WHAT IS NEEDED :: In the text about the MIGPROSP conference, which agency does Sarah Leonard's paper examine?

TEXT TO READ ::
* * *

As the two newest recruits to the MIGPROSP project, this is our first conference as part of the team and we are really looking forward to it. The programme for the conference, available here, is packed full of interesting papers and speakers and will make for two days of stimulating discussion. On the eve of the conference, we reflect what we are most excited about for the conference.

Laura: As part of the MIGPROSP project, my research analyses the governance of low-skilled labour migration in Southeast Asia so there are a number of speakers that I look forward to hearing, especially the opening panel on May 25th which includes Nicola Piper and Sandra Lavenex’s paper Regional migration governance in Asia: perspectives ‘from above’ and from below’. In the paper, they contrast the dissociation between formal highly selective mobility norms, which tend to reflect government’s preference for temporary movements of highly skilled professionals, with informal governance “from below” consisting of the “bottom up” mobilisation of civil society actors. In the paper, they seek to identify the venues through which these two largely dissociated processes may be brought closer to another.

On May 26th I am similarly looking forward to hearing Stefan Rother’s paper The uneven migration governance of ASEAN where he explores the uneven governance response to labour migration in Southeast Asia, notably the ‘glaring governance deficit’ of lower-skilled migration. Rother’s contribution will analyse how the governance deficit is addressed by the vibrant civil society in the region who provide ‘migration governance from below’. This is of particular interest as civil society organisations in Southeast Asia are some of the actors that will be included in my research.

As I am in the first year of the PhD and have very much been engrossed in the dynamics of migration governance in Southeast Asia, I also look forward to hearing insights about migration governance in other regions. For example, On May 26th I look forward to hearing Sarah Leonard’s paper Frontex and asylum seekers: between securitization and human rights where she will present the activities of the European External Borders agency Frontex, examining the various criticisms that have been levelled at the agency with regard to respect for human rights, especially asylum-seekers’ rights, and analysing the various changes that have been introduced to respond to criticisms.

* * *

Dataset records on object locations
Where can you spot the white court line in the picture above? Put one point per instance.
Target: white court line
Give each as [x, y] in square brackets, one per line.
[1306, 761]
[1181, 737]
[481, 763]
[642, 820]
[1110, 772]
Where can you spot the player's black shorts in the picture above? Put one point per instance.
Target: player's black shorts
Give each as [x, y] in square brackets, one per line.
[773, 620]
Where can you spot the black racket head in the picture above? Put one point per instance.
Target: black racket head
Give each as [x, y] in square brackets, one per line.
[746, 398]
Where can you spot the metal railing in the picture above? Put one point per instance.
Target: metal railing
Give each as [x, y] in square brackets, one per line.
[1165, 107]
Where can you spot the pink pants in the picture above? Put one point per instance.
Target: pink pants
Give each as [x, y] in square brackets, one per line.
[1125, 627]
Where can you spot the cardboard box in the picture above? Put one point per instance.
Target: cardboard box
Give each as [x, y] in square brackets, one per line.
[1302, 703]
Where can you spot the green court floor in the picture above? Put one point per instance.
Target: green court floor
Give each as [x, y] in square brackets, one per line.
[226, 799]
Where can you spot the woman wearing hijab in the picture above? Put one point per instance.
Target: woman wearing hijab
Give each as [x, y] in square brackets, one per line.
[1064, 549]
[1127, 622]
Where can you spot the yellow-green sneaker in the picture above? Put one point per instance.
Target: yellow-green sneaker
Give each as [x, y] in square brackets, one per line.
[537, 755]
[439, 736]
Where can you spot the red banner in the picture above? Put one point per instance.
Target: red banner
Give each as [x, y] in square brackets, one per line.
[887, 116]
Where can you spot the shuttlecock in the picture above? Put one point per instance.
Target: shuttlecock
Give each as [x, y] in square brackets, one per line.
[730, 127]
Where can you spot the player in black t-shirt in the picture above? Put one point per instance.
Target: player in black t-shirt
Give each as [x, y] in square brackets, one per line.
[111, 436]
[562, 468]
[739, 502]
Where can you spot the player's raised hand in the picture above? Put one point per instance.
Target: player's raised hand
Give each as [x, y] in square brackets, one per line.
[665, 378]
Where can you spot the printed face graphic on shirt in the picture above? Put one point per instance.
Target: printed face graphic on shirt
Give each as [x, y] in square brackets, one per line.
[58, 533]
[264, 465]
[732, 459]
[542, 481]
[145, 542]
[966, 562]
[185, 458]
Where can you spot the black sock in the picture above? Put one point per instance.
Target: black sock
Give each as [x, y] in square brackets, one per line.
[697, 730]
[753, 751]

* * *

WRITTEN ANSWER :: Frontex, the European External Borders agency.